INSTRUCTIONS TO FOLLOW :: Output the material as a two-column CSV with the headers text and answer. Each row holds a passage of text and the answer that follows it, each in one quoted field with line breaks replaced by spaces, starting at the line that contains "task: segment the yellow flower center" and running through the end of the material.

--- Begin ---

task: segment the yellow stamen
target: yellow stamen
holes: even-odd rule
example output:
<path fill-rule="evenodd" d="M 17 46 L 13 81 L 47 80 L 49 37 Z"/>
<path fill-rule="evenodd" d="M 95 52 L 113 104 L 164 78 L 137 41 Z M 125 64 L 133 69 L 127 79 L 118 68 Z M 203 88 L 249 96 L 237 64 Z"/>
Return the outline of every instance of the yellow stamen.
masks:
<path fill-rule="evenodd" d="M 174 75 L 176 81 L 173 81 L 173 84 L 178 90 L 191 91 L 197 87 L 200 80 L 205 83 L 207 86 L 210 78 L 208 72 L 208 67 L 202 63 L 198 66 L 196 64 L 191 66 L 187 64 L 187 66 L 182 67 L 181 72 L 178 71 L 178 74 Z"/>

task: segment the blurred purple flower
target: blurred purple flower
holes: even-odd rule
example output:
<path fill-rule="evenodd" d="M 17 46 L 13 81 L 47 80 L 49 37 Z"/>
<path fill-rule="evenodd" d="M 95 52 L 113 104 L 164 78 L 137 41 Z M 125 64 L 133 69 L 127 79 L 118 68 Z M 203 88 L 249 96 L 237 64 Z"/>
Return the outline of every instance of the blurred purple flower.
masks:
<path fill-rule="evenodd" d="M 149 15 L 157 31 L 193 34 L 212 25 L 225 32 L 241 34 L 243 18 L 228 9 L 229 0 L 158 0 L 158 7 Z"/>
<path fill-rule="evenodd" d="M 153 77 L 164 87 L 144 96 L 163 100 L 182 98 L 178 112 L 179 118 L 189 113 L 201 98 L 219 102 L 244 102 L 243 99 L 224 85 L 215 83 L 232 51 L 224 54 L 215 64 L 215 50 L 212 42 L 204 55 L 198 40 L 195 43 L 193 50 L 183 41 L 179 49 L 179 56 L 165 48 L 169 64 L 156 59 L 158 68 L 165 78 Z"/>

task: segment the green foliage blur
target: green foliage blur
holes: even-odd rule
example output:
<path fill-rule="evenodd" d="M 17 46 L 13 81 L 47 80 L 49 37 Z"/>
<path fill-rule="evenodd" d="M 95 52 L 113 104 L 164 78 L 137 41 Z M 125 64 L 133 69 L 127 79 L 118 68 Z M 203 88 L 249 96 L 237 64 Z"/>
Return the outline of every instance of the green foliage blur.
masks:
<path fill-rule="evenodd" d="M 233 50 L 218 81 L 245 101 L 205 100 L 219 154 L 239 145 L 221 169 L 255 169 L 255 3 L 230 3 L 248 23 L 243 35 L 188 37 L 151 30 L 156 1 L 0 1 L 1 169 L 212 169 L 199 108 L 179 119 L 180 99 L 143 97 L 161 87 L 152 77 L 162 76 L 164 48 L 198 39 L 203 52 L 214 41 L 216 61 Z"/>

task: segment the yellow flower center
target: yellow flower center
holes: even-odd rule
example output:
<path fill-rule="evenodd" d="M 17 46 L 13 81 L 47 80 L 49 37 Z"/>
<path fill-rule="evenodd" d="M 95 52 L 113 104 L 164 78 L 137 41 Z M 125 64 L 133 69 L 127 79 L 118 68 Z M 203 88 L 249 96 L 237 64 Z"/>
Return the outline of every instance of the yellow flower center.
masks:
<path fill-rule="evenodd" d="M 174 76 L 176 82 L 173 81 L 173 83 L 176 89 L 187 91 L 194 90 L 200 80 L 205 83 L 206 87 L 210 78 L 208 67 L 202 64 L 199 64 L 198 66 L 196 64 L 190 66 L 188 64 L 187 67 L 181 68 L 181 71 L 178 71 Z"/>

--- End ---

THE SOLUTION ::
text,answer
"task: segment the yellow flower center target: yellow flower center holes: even-odd rule example output: <path fill-rule=""evenodd"" d=""M 17 46 L 13 81 L 47 80 L 49 37 Z""/> <path fill-rule=""evenodd"" d=""M 95 52 L 113 104 L 164 78 L 137 41 Z M 125 64 L 133 69 L 127 79 L 118 68 Z M 203 88 L 249 96 L 237 64 Z""/> Return the outline of every instance of the yellow flower center. masks:","<path fill-rule=""evenodd"" d=""M 174 76 L 176 82 L 173 81 L 173 83 L 176 89 L 187 91 L 194 90 L 200 80 L 205 83 L 206 87 L 210 78 L 208 67 L 202 64 L 199 64 L 198 66 L 196 64 L 190 66 L 188 64 L 187 67 L 181 68 L 181 71 L 178 71 Z""/>"